▶ Aim
Gather every line in the records below that contains the string "shirt". Matching is case-sensitive.

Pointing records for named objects
---

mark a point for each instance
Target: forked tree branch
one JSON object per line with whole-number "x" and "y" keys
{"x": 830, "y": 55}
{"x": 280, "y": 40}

---

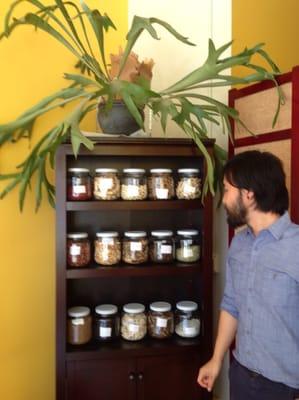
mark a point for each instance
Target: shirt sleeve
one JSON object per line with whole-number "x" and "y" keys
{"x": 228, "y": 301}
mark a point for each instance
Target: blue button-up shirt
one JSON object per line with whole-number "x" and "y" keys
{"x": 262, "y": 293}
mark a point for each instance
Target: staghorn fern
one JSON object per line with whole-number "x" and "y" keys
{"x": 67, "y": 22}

---

▶ Written response
Target: shirt sleeve
Target: blue button-up shirt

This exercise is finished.